**Work item:**
Repeat precisely the span of lines below that opens with the line containing "Target: elderly man with grey hair" and closes with the line containing "Expected: the position of each instance of the man speaking", both included.

━━━━━ Stored data

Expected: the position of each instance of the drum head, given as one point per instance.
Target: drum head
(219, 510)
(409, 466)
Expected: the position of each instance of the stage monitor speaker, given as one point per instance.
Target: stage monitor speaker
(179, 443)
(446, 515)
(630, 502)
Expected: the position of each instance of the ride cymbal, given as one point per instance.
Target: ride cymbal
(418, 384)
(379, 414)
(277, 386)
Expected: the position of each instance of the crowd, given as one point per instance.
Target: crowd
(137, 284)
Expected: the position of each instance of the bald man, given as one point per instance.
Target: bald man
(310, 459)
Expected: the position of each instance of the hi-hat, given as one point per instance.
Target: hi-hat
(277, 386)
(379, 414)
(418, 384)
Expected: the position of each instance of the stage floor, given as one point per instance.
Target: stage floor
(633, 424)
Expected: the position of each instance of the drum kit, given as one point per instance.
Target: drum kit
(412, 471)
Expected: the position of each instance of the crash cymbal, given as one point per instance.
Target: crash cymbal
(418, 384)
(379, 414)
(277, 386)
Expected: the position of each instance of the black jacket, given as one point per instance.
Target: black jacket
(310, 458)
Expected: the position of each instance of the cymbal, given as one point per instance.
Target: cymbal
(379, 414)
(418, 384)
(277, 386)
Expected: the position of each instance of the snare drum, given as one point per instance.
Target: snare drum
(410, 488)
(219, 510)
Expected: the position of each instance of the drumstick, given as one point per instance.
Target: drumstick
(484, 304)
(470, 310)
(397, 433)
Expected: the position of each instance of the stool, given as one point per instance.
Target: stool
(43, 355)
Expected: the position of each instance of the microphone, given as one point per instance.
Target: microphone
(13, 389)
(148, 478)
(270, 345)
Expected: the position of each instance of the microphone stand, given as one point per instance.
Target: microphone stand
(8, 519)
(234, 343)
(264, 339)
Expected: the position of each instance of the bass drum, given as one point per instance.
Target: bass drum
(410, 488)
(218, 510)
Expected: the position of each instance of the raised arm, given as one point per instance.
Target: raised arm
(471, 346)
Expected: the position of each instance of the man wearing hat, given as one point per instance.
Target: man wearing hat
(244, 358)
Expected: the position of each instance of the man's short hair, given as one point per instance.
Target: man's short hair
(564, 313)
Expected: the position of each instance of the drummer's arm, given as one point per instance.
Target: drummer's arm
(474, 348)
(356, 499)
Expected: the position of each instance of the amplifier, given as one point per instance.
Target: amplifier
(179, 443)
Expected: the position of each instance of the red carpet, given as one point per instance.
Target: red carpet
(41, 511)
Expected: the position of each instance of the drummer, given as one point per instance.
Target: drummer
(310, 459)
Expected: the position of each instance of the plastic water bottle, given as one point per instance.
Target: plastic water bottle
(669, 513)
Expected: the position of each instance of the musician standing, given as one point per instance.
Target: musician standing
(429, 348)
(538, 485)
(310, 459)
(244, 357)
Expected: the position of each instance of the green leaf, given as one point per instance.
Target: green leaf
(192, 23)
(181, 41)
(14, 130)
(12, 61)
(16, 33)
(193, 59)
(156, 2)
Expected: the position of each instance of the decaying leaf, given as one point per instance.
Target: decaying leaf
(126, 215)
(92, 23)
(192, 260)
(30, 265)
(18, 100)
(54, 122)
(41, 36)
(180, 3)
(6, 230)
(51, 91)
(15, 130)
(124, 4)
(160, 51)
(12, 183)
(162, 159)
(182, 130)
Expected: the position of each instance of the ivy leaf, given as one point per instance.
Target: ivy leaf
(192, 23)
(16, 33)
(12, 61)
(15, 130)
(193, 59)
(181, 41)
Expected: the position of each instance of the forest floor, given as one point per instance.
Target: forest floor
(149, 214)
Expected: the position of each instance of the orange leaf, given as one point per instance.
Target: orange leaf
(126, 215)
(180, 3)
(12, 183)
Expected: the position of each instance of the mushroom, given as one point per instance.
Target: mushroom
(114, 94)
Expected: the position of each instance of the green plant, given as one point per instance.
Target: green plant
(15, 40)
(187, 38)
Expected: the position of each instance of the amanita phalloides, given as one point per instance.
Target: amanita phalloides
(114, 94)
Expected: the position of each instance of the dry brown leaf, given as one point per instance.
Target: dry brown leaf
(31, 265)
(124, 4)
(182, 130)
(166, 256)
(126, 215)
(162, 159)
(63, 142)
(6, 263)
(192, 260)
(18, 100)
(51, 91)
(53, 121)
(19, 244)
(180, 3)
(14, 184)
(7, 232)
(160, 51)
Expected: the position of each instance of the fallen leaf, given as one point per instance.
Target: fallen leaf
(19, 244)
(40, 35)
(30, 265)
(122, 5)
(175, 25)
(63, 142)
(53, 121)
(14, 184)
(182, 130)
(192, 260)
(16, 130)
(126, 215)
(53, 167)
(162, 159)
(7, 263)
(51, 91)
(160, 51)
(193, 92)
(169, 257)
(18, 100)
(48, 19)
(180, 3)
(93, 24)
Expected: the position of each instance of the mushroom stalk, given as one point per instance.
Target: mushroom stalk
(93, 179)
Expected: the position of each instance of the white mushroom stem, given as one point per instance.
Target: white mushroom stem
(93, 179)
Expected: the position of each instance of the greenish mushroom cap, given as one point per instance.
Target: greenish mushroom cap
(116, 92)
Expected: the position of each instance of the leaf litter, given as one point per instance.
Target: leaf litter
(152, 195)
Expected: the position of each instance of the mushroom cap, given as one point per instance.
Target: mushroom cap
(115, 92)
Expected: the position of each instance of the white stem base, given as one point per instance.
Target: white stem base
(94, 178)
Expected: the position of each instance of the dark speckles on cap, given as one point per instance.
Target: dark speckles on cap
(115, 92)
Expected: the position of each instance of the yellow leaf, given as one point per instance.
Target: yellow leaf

━━━━━━━━━━
━━━━━ Stored data

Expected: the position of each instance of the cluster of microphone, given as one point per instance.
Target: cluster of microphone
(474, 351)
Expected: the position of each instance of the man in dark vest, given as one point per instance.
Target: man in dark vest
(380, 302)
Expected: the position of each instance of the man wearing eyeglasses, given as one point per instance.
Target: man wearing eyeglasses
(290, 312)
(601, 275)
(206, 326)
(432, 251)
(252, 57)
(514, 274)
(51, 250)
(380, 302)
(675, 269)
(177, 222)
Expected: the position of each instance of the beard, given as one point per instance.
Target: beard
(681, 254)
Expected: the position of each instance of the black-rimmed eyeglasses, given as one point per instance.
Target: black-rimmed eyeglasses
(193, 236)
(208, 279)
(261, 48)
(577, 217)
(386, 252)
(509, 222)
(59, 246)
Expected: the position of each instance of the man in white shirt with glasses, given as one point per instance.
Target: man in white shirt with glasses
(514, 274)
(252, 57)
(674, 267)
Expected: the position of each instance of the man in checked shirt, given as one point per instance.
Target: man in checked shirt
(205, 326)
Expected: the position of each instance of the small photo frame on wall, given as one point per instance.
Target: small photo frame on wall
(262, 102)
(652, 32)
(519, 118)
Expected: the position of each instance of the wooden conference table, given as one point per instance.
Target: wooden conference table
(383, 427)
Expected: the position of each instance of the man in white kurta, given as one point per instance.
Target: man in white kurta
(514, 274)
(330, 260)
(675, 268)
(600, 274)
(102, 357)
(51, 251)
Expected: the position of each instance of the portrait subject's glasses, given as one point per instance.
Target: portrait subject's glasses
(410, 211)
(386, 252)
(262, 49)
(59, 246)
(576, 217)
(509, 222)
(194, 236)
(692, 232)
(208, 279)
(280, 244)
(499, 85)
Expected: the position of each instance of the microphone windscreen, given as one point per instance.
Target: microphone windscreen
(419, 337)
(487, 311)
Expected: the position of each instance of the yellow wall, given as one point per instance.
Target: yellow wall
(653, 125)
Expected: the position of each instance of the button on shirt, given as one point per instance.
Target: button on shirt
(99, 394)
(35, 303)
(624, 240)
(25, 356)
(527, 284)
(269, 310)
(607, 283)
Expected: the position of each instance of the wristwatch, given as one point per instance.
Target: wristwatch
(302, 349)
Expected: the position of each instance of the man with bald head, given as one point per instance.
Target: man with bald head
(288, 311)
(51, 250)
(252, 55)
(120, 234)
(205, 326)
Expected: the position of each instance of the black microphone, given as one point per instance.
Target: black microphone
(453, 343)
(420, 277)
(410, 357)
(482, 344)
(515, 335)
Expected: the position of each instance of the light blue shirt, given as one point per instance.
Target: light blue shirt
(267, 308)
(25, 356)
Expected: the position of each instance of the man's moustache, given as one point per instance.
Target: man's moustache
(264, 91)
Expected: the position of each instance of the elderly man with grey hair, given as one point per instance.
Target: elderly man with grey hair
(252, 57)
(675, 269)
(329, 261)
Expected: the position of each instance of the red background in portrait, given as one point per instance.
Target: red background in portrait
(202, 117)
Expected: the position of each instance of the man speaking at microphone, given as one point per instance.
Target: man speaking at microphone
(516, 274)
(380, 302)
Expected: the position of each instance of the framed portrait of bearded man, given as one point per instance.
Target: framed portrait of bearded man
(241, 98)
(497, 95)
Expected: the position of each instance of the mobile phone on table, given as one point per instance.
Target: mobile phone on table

━━━━━━━━━━
━━━━━ Stored data

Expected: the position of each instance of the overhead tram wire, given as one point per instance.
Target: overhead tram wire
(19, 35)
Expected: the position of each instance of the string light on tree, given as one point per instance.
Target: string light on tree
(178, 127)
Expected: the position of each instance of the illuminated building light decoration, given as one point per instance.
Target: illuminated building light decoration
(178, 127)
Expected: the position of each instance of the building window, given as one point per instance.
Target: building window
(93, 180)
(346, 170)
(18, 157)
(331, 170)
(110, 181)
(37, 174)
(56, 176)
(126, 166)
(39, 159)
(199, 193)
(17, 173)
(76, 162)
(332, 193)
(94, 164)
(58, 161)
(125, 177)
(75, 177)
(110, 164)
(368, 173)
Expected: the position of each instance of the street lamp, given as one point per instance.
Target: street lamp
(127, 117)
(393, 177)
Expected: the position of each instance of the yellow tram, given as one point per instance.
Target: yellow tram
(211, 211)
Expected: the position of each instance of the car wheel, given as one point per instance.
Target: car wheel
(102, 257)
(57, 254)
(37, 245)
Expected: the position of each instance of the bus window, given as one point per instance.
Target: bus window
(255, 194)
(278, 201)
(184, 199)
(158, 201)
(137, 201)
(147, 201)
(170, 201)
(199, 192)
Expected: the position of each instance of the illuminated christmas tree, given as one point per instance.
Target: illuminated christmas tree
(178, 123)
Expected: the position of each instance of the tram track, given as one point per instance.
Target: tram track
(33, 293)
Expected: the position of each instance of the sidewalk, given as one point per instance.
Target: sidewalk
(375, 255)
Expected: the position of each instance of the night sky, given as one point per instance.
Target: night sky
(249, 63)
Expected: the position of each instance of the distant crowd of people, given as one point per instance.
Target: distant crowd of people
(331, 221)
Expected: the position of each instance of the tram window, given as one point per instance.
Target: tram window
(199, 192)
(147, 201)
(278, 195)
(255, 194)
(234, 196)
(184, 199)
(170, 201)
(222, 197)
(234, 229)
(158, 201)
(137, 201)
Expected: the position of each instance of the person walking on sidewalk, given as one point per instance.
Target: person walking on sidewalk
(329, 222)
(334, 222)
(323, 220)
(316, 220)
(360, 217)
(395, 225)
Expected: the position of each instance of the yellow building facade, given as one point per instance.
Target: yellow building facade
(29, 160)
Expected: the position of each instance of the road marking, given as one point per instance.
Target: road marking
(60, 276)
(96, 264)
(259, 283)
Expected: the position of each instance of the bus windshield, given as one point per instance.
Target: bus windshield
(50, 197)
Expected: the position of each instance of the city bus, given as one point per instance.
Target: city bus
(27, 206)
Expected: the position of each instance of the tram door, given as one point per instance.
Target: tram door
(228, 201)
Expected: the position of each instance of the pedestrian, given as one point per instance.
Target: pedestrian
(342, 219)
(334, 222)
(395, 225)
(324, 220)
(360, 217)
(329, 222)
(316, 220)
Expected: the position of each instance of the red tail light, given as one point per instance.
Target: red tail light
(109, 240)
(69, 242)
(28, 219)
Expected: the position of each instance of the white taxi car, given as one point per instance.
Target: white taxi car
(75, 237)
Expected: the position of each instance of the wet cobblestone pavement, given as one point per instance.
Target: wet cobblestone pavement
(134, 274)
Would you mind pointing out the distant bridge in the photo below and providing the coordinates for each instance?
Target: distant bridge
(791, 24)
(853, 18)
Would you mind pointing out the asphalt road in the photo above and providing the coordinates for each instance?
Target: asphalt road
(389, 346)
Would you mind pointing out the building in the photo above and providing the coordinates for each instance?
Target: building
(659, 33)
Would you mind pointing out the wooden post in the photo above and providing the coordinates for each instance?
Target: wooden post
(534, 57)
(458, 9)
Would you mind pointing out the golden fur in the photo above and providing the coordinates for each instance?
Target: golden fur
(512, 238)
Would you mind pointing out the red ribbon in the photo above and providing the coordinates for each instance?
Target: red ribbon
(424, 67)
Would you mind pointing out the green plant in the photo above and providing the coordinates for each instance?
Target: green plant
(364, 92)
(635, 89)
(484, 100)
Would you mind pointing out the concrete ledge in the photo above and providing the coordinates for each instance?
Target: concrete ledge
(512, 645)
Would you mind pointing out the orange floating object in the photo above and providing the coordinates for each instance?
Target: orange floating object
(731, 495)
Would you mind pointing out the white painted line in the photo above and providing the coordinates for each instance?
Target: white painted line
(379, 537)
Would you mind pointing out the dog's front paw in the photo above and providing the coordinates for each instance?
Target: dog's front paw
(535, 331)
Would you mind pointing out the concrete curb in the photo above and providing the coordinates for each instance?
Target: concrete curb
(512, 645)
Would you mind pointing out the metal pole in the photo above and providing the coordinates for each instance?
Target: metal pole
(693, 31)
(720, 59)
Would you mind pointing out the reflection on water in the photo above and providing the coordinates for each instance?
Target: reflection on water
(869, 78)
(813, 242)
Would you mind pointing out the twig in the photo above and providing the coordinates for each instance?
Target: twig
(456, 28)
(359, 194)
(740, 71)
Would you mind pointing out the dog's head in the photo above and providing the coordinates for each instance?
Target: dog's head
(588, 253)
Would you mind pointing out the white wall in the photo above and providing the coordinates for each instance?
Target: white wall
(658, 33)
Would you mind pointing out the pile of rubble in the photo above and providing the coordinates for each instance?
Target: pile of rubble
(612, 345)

━━━━━━━━━━

**Reply to the task:**
Target: elderly man with grey hair
(252, 57)
(675, 269)
(329, 261)
Expected: the position of each instance of the red background in portrait, given as one point per instance.
Target: red background in portrait
(202, 117)
Expected: the position of each instance of the man speaking at microphone, given as one point per instance.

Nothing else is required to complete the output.